Text section |
━━━━━━━━━━━━━━━━━━━━━━━━━━━━━━

What I Do As A Wilderness Therapy Instructor

Posted by Meagan Blank, Senior Field Instructor at Evoke Cascades on May 20, 2015

MeaganBlankQ: What is Wilderness Therapy?

We take teenagers and young adults into the wilderness, teach them various survival tools, help them learn to work within a group, and help them complete therapeutic assignments.


Q: So, are your students in tents? Are there campfires? Do you have s’mores?

No, the students learn to build a shelter with a tarp. We cook over the fires and in winter and shoulder seasons use them for warmth. Negative on the s’mores.


Q: What do you do all day?

That’s an answer I find most difficult to explain. Generally, when people ask about my job, they want the quick and simple answer—not the hours of explanation I might need to thoroughly explain a day in the Oregon desert. So I generally don’t answer that question at all or I give the answer the students /clients have heard so many times before: it depends.

The answer is simultaneously vague and all-inclusive and applies not just to life in the Oregon desert. So much of life is unknown and dependent upon something else. While meditating further on what working as a Field Instructor at Evoke means to me, I started thinking about all the individuals with whom I’ve worked and the impact they’ve had on me. The anecdotes I remember are not filled with grandiose excitement. They are the daily moments of life in the desert such as when I hopped out of the truck ready to start another week with the same group I worked with the previous shift and heard student voices as I approached the camp.

━━━━━━━━━━━━━━━━━━━━━━━━━━━━━━

Data excerpts |
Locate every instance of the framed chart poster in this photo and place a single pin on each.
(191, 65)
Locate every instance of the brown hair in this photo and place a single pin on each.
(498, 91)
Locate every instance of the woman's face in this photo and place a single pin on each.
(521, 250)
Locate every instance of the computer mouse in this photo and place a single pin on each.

━━━━━━━━━━━━━━━━━━━━━━━━━━━━━━

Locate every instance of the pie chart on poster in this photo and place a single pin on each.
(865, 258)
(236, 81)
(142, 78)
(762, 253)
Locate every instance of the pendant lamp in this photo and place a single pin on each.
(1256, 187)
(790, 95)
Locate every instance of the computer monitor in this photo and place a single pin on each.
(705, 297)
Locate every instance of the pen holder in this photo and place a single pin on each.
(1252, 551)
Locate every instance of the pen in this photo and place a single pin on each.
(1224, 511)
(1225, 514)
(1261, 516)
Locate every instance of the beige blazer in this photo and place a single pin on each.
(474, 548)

━━━━━━━━━━━━━━━━━━━━━━━━━━━━━━

In the wilderness therapy text, what do students use to build a shelter? The items play no part in this.

Solution |
A tarp.